TEXT BLOCK:
※ ※ ※

Pricey Zip Codes

As a California native, your "New York" editor appreciates
Southern California’s unique appeal.  But he also
appreciates southern Brazil’s unique appeal. He wonders,
therefore, whether the price of Brazilian beachfront
property might be too low relative to Californian
beachfront property.

More broadly, he wonders whether selective emerging market
real estate, as an asset class, is too cheap relative to
real estate here in the "developed world."

In an age of ubiquitous Internet access and limitless
cross-border investment flows, the sizeable price
differentials between "comparable" Californian and
Brazilian properties seem a bit anachronistic. Perhaps, the
California-Brazil price premium will begin to narrow. It’s
just a thought, but we are drawn to it like an alcoholic to
a midday martini.

6,100 miles to the southeast of Orange County, California,
you will find no drive-through Starbucks, but you will find
superb double espressos – served in a porcelain demitasse,
rather than a paper cup – that cost only about 40 cents.
And you will also find gorgeous tropical beaches bathed in
crystal-blue water, as well as succulent mangos and
papayas, delicious seafood…and a smattering of beautiful
women…if you’re into that sort of thing.

As an added bonus, the beachfront properties in this
tropical paradise do not usually carry multi-million-
dollar, Orange-County-style price tags.

※ ※ ※

MATERIAL:
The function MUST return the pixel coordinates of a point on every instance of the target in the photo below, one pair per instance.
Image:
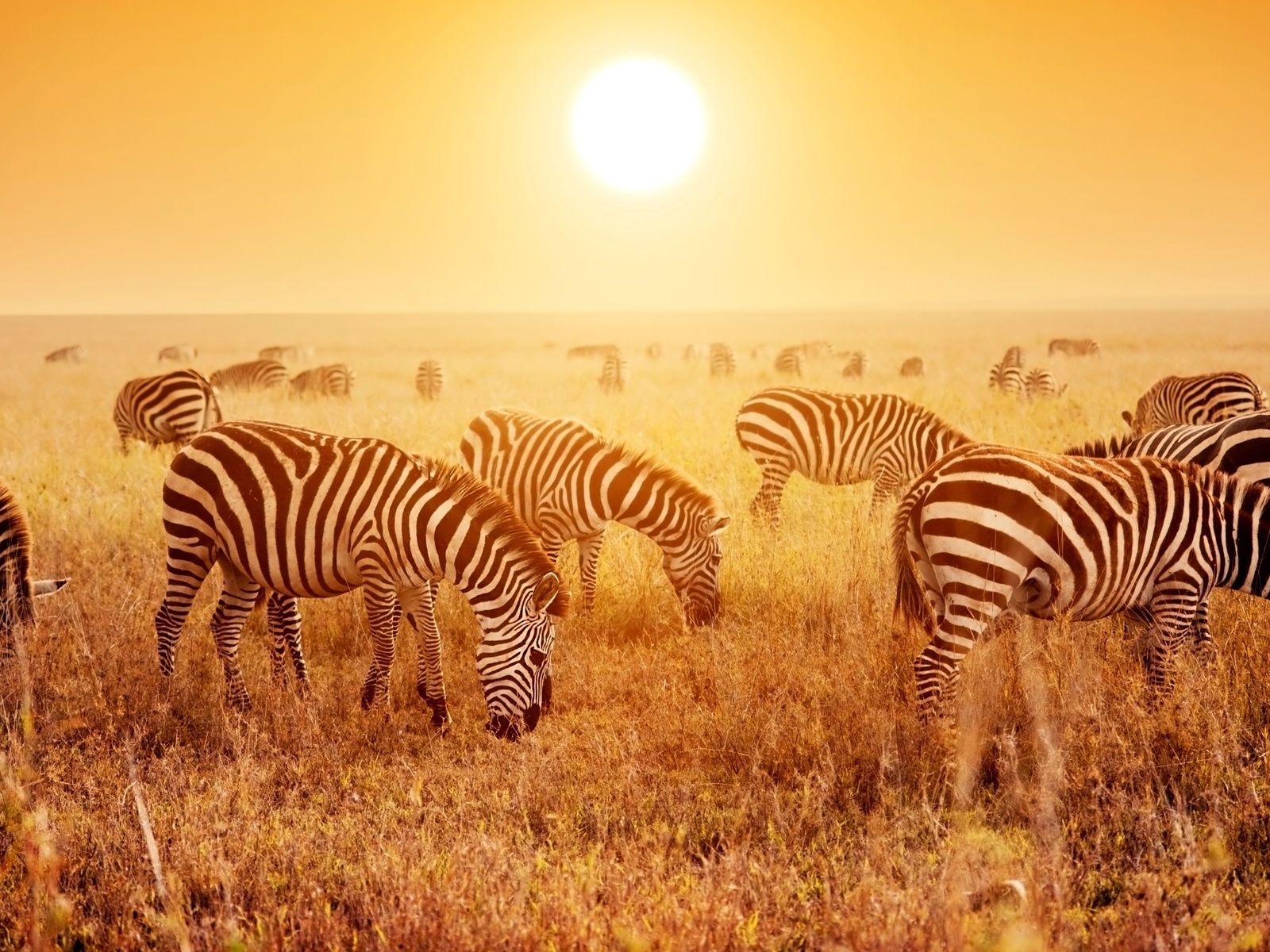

※ ※ ※

CHALLENGES:
(1) According to the Pricey Zip Codes text, about how much does a double espresso cost in southern Brazil?
(2) Quote the stretch of the Pricey Zip Codes text from "And you will" through "Orange-County-style price tags.".
(3) Extend the Pricey Zip Codes text, beginning right after its final sentence.
The listing plays no part in what follows.

ANSWER LIST:
(1) About 40 cents.

(2)
And you will also find gorgeous tropical beaches bathed in
crystal-blue water, as well as succulent mangos and
papayas, delicious seafood…and a smattering of beautiful
women…if you’re into that sort of thing.

As an added bonus, the beachfront properties in this
tropical paradise do not usually carry multi-million-
dollar, Orange-County-style price tags.

(3)
But there are couple of drawbacks; the place is a 9-hour
plane ride from New York City and the locals speak
Portuguese, rather than English. Even so, we’d rather
invest in Brazilian beachfront property than Orange County
beachfront property.

Your editor loves the "O.C." – he spent much of his youth
frolicking on the county’s beaches.  But he remembers when
the $4 million homes of Laguna Beach were only $40,000
homes. And much more recently, he remembers when the $4
million homes were only $400,000.

We would not quarrel with the notion that the $4 million
homes of Laguna Beach are worth every penny, but we do
wonder how many more pennies they will be worth over the
next ten years. Even in a nation of very expensive real
estate, Orange County real estate seems conspicuously
pricey. Newport Beach, for example, ranks #4 on the Forbes
Magazine list of America’s 25 most expensive zip codes. Two
other Orange County zip codes also made the cut. "The list
is testament to the costs of living in California," Forbes
relates, "with half of our top ten ZIPs in that state, and
nearly two-thirds of our top 25."

Maybe, just maybe, California’s cache is not worth quite as
much cash as folks are paying – at least not when
considered in the context of competing global real estate
investments.

A recent issue of "Homes & Land – South & Coastal Orange
County," touts a "beautiful, 4-bedroom, 3.5 bath,
oceanfront home" in Laguna Beach for $7.25 million. A few
miles to the south, a tiny 50-year old oceanfront home in
South Laguna recently changed hands for more then $4
million.

Meanwhile, a Brazilian real estate agent offers a 4-bedroom
"Lindíssima casa" (gorgeous house) situated directly on the
beach of Camburi – one the many beautiful beaches of the
"littoral of São Paulo" – for $380,000.

Is the $4 million Laguna Beach property really worth more
than 10 times the Camburi property? The answer is both yes
and no. Yes, in the sense that the market has "spoken" and
it has said that Orange County’s beachfront properties are
worth exactly what the last buyer paid. No in the sense
that the market might change its mind at any moment…or at
least revise its opinion somewhat.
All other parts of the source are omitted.